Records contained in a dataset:
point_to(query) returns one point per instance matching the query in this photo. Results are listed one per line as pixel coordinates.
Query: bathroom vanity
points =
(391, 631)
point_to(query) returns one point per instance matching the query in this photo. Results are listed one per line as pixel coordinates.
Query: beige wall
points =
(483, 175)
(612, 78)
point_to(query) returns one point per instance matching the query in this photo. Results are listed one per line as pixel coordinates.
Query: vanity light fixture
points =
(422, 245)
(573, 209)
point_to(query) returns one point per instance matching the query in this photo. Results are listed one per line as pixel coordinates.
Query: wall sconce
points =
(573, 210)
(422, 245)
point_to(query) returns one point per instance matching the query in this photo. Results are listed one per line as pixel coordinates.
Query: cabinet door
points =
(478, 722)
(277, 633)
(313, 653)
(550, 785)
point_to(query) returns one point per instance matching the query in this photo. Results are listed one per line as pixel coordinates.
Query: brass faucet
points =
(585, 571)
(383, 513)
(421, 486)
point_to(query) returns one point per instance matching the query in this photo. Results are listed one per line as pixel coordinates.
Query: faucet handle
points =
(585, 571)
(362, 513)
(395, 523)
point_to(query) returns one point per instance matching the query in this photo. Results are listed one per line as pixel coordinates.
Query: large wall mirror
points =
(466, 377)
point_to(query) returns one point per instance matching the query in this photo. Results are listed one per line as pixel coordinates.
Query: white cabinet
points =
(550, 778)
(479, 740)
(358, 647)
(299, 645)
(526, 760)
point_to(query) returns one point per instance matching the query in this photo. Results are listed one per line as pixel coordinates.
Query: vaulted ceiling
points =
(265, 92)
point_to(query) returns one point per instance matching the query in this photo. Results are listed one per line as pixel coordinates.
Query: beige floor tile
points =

◆ How to complete this task: The word "faucet" appears on some lines of the data above; count those lines and return only the number.

◆ Finished exercise: 2